▶ **SELECTED EXCERPT**

##############################

Within the last two files the data have the following columns:
DS - the density state of the quadrat.
image_strip - an index of the combined images used to derive the hyperspectral or vegetation index data.
grid - a quadrat ID index.
x - an X coordinate from the given field.
y - a Y coordinate from the given field.
field - a field index for the given field.
The remaining columns will refer to the values of the vegetation indeces (indexed by name), or the hyperspectral bands (e.g. XXXXX.Nanometers)
R:
Contains all R code to reproduce analyses.
helper_functions.R - contains R code used in model fitting and data manipulation.
performance_metrics.R - contains R code used to evaluate predictive performance of classifiers.
ensemble_fit - contains all R scripts to fit field-level classifiers to HS and VGI data.
ensemble_predict - contains all R scripts to predict (within field) from individual field-level classifiers to HS and VGI data.

##############################

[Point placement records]
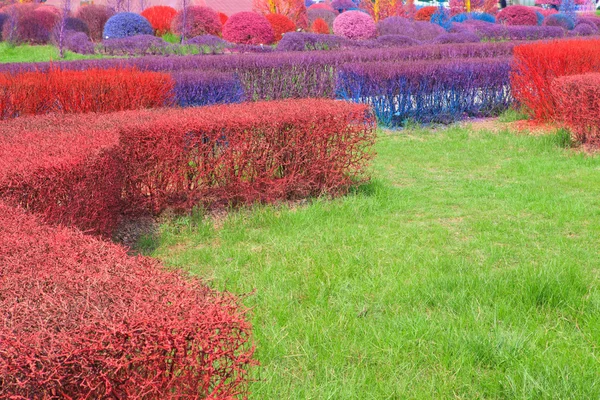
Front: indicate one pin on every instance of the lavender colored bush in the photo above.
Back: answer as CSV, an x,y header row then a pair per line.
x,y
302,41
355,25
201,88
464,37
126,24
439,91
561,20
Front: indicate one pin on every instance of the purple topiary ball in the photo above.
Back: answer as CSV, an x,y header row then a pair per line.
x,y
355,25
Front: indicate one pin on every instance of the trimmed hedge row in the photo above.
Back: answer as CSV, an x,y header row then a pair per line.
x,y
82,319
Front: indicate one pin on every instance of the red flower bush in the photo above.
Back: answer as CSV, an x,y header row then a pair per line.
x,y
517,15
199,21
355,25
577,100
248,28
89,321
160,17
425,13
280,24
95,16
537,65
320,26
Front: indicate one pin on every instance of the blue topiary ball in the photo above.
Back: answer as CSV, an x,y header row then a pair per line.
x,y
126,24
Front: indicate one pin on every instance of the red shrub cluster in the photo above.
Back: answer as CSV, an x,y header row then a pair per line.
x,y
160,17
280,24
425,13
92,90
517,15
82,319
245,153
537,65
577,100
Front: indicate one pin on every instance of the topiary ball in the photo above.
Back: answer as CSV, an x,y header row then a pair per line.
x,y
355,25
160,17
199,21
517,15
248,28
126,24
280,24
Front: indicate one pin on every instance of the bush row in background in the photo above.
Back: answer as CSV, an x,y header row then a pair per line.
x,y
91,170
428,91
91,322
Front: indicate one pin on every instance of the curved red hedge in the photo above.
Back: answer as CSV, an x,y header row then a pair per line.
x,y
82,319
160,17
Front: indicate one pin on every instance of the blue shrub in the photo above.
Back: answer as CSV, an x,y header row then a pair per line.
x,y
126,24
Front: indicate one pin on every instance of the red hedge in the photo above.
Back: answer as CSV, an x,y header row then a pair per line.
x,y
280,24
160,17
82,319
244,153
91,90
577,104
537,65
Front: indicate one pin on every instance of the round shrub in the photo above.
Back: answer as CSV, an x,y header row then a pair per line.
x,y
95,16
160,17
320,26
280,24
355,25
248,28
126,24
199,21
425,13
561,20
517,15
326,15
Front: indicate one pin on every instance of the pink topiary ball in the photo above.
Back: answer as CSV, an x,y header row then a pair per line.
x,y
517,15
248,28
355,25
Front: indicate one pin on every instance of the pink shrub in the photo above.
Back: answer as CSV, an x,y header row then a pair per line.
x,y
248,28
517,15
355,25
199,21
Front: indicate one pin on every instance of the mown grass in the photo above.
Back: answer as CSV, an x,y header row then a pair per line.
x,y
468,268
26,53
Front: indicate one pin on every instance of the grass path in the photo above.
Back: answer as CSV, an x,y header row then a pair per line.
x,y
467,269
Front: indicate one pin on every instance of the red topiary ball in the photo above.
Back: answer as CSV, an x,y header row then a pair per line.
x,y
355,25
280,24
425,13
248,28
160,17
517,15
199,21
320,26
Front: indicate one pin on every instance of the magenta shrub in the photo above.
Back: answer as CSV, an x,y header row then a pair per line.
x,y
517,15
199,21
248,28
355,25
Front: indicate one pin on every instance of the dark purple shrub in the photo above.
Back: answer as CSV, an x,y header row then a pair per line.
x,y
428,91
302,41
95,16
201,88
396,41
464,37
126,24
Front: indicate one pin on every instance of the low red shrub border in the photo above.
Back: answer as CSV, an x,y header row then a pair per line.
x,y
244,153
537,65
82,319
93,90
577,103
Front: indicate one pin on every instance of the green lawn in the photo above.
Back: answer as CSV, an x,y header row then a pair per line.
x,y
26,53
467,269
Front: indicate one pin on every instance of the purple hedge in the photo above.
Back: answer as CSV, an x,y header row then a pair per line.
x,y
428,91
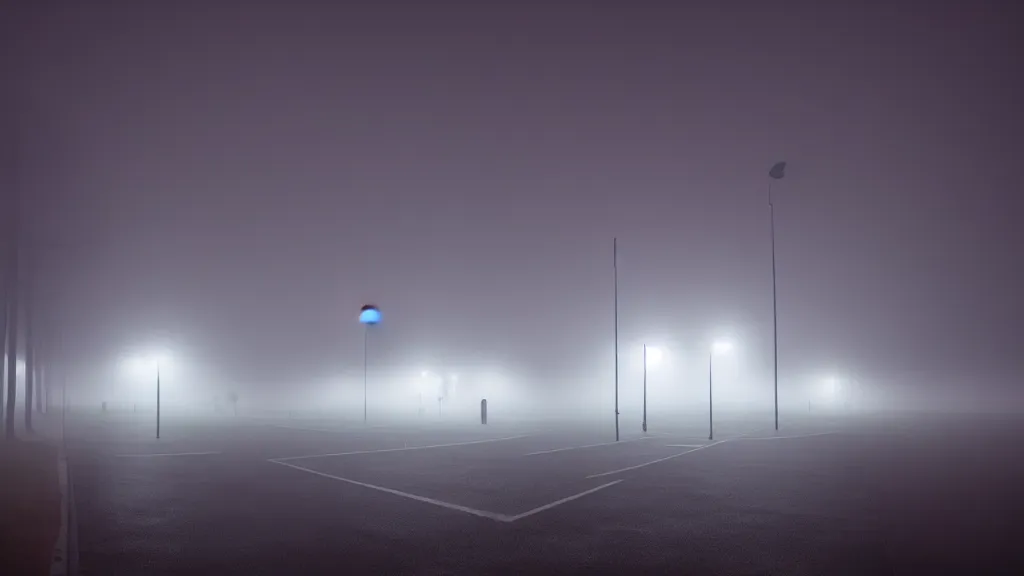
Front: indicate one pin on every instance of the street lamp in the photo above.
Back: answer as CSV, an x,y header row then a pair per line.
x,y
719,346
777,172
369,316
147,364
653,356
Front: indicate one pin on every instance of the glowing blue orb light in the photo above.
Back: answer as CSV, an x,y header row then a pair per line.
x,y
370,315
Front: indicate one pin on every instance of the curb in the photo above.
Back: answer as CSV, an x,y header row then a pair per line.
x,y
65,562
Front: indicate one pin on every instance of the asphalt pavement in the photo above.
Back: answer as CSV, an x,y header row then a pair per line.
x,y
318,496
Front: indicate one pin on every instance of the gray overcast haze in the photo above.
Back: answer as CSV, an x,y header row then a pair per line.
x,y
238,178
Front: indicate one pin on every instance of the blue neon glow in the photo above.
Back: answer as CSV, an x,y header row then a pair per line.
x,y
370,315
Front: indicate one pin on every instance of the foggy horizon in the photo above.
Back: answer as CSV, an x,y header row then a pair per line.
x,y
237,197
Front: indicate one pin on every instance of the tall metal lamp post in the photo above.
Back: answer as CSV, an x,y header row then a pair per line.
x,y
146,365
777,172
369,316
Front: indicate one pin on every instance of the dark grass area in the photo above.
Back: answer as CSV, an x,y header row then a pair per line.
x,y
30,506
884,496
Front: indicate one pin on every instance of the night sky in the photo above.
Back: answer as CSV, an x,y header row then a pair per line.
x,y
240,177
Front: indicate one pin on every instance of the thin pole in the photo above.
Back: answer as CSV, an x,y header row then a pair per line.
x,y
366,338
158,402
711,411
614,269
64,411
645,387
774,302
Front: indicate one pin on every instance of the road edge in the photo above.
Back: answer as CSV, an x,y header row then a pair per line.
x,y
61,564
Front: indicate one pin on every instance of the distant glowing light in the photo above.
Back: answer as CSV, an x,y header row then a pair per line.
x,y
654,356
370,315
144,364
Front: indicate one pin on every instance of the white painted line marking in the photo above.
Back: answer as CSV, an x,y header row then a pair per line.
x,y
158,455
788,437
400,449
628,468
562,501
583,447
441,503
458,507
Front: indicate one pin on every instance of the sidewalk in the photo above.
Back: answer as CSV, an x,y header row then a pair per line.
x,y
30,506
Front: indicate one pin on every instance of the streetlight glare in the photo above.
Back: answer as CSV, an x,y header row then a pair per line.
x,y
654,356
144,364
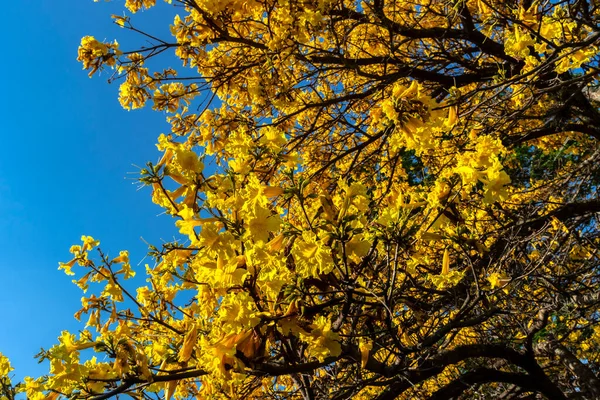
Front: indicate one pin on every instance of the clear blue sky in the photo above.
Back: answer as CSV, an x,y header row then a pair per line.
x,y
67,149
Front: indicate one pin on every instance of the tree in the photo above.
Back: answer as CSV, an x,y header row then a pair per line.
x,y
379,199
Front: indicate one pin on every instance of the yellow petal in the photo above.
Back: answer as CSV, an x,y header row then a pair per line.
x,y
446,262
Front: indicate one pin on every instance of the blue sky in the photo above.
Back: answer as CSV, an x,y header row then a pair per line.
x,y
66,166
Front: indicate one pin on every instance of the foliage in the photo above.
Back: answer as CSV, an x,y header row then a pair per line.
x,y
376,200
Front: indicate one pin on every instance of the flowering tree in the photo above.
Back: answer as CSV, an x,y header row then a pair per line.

##############################

▶ **JOBS**
[1] In the point placement listing, take the lines from the one containing "Front: indicate one pin on every instance of the distant" through the end of the listing, inclusive. Write them out again with every answer coordinate shifted by 8. Keep all other lines unchanged, but omit the picture lines.
[2] Resume the description of the data columns and R code from where it stops.

▶ **TASK RESULTS**
[1]
Front: indicate one pin on every instance of the distant glowing light in the photo above.
Back: answer as CSV, an x,y header row then a pair per line.
x,y
662,364
378,323
152,372
Front: indicate one pin on every instance of the white painted line marking in the photo above.
Back: answer as CSV, an x,y header row then a pair per line.
x,y
166,463
796,445
408,457
636,476
570,509
591,455
449,511
466,515
Front: indicate one pin on every instance of the sidewalk in the photo above.
Back: answer as CSV, an x,y header row then a pair per line.
x,y
38,514
Front: indicate one pin on every instance of the streetlight glare in the photo above.
Back: answer as CSV, an x,y header row then a pair per line.
x,y
662,364
152,372
Front: indicate one pin on every instance of the clear blue sky in the photo above.
Back: answer as CSV, an x,y header row then a pair per line.
x,y
75,157
Front: indicate one pin on every instance of the tree in the photo above.
Back: answer as CSV, an x,y header row then a pair per line.
x,y
387,207
Front: indicate one pin on every instance of the yellow petal in the photo above.
Back: answer as CSV, an x,y header row then a pair per line.
x,y
454,270
Front: indicate one pin on every instance of the blue sky in the photo above.
Back: answer as CSV, an x,y header row then a pair per line.
x,y
74,174
Front: indicate one pin on every instance of the foliage in the photo above.
Back: answer as CSV, an x,y header row then a pair per line.
x,y
384,208
Front: indicate one pin on every instance of the flowering tree in the photo above.
Back: answer as CSV, an x,y header row then a pair per line.

[2]
weight_ensemble - contains all R scripts to weight individual field-level classifiers and predict (out of field) from the ensemble.
plot_ensemble_results_updated contains a script to plot the results from the weighted ensemble, and some other figures ast they appear in the paper.
Results:
Contains .csv files containing the predictive performance of ensemble model fits as well as individual classifier fits from random forests fit to individual fields.
all_ensemble_HS_pred_perf.csv - Predictive performance from models fit to HS data.
all_ensemble_VGI_pred_perf.csv- Predictive performance from models fit to VGI data.
Within these files the column headers are as follows:
X - a row ID index
Field - The field for which predictions were made.
hyp_mar_NN - the distance to the nearest neighbour calculated from the hypothesis margin.
Columns labelled acc_X_XX represent the geometric mean scores for each prediction, columns labelled with l/m/h (e.g. acc_l_xx) represent the geometric mean score for each of the respective (low, medium, high) density states. Columns labelled w0/w2/w10 represent the geometric mean score for unweighted (w0), and weighted (w2,w10), ensembled predictions respectively.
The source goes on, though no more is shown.